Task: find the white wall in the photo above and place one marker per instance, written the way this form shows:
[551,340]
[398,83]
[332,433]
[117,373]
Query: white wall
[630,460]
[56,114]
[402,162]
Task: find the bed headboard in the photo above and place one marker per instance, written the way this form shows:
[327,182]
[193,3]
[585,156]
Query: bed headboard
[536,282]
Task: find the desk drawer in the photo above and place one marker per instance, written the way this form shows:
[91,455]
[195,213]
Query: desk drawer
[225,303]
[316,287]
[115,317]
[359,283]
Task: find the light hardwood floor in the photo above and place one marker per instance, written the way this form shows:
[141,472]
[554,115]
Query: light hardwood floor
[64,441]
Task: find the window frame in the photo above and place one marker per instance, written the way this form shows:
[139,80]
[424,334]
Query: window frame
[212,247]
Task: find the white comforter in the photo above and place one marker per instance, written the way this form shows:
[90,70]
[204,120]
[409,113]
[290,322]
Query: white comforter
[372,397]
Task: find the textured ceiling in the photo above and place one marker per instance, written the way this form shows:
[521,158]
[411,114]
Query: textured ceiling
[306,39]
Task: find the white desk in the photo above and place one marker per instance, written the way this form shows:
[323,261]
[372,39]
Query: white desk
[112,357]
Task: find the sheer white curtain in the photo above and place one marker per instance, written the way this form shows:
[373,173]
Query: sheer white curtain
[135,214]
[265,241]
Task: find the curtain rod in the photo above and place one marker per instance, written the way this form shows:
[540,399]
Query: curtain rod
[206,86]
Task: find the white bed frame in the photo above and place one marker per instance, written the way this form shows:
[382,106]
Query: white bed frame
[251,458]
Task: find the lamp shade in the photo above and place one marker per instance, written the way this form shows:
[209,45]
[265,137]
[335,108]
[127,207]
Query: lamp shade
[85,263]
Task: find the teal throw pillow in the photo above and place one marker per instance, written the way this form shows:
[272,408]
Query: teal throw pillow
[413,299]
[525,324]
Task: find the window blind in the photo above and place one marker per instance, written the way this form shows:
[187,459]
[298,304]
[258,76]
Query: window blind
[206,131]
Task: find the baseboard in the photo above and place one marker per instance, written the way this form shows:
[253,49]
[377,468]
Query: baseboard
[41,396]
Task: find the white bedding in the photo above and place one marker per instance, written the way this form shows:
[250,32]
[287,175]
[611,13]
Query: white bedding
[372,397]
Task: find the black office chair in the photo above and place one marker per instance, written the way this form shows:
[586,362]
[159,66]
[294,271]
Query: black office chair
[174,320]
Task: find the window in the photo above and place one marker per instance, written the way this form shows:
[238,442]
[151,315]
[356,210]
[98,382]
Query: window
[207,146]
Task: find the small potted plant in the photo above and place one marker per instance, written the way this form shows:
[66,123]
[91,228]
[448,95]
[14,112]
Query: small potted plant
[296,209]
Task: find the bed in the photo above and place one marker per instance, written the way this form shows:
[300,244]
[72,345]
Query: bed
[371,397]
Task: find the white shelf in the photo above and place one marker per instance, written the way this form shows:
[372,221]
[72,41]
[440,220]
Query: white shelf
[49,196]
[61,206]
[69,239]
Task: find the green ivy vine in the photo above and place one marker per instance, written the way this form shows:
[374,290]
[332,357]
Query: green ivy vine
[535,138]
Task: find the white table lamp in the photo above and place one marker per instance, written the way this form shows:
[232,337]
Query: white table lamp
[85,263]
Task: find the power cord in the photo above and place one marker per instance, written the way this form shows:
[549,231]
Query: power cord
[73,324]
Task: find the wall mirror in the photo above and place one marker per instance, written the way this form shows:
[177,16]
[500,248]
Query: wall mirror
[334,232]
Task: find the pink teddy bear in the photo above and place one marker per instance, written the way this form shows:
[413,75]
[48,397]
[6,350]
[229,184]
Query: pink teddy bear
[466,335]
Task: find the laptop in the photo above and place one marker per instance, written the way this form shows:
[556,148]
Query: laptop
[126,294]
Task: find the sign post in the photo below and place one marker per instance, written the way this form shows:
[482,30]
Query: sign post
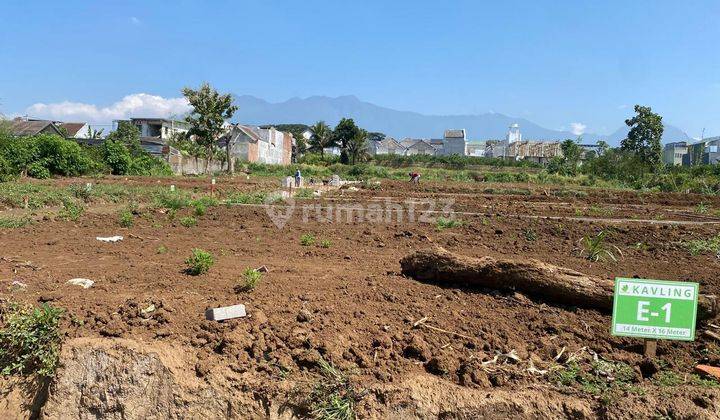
[654,309]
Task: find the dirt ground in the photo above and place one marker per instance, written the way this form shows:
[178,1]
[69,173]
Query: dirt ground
[347,303]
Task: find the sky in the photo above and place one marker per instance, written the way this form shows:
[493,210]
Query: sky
[572,65]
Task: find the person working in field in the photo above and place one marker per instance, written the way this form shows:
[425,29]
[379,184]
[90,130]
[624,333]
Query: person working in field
[414,177]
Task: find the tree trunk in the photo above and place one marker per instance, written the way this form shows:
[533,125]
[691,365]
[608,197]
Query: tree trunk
[532,277]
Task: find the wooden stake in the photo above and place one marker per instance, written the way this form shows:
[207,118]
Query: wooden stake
[650,347]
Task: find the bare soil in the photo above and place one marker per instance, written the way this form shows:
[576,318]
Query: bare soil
[349,304]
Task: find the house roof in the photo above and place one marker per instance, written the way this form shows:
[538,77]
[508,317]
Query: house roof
[455,133]
[19,127]
[72,128]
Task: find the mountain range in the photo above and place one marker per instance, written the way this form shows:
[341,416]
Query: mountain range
[402,124]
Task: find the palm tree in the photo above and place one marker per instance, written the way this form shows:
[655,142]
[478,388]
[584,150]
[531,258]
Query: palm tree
[357,146]
[321,137]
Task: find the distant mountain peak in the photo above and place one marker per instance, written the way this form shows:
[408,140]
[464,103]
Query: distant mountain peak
[402,124]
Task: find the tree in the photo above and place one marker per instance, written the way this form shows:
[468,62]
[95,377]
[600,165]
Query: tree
[210,111]
[320,137]
[344,132]
[644,138]
[357,146]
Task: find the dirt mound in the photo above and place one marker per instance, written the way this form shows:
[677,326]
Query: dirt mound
[123,379]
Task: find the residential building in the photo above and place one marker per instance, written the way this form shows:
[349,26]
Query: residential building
[30,127]
[673,153]
[386,146]
[455,142]
[158,128]
[262,145]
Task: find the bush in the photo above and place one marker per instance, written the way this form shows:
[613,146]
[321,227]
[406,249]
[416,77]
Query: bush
[251,278]
[199,262]
[188,221]
[30,341]
[126,218]
[307,240]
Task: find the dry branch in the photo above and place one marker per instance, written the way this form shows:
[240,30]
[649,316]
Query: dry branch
[532,277]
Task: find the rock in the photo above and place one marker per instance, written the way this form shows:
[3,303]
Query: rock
[304,316]
[713,371]
[84,283]
[417,349]
[225,312]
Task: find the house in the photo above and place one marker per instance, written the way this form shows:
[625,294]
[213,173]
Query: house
[705,152]
[21,127]
[673,153]
[262,145]
[386,146]
[454,142]
[159,128]
[419,147]
[76,130]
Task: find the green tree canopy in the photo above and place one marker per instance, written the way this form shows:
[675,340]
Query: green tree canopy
[321,137]
[644,138]
[210,111]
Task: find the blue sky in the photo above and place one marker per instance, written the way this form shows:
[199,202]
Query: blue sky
[552,62]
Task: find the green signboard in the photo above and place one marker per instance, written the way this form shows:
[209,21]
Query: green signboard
[655,309]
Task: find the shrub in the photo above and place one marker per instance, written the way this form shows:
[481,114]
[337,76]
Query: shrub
[445,223]
[71,210]
[251,278]
[188,221]
[30,341]
[595,249]
[126,218]
[307,240]
[199,262]
[14,222]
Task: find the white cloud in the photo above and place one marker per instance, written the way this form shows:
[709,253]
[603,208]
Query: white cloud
[577,128]
[135,105]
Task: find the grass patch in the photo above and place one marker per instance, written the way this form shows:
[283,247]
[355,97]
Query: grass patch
[594,248]
[704,246]
[332,396]
[71,210]
[199,262]
[14,222]
[188,221]
[307,239]
[445,223]
[126,219]
[250,279]
[30,341]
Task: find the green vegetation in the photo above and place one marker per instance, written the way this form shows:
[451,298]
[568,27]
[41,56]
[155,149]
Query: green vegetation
[71,210]
[188,221]
[307,239]
[30,340]
[126,218]
[704,246]
[445,223]
[332,397]
[14,222]
[604,379]
[595,249]
[199,262]
[251,278]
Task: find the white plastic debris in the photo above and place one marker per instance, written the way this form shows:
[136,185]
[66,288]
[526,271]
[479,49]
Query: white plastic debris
[109,238]
[85,283]
[225,312]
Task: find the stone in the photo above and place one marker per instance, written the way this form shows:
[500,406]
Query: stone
[225,312]
[84,283]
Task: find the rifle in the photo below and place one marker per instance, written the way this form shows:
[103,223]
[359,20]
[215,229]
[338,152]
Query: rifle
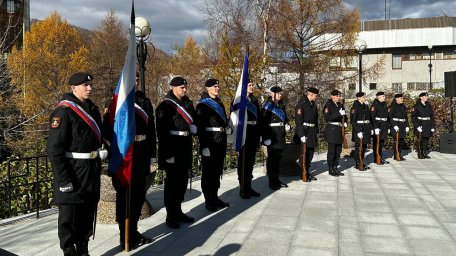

| Try it |
Only the lines holding "rifle" are wanted, so copy each of them from the material.

| Answer for this exercise |
Task: find the rifle in the photo below and place one marker per instance, written the way this form shows:
Query: rifle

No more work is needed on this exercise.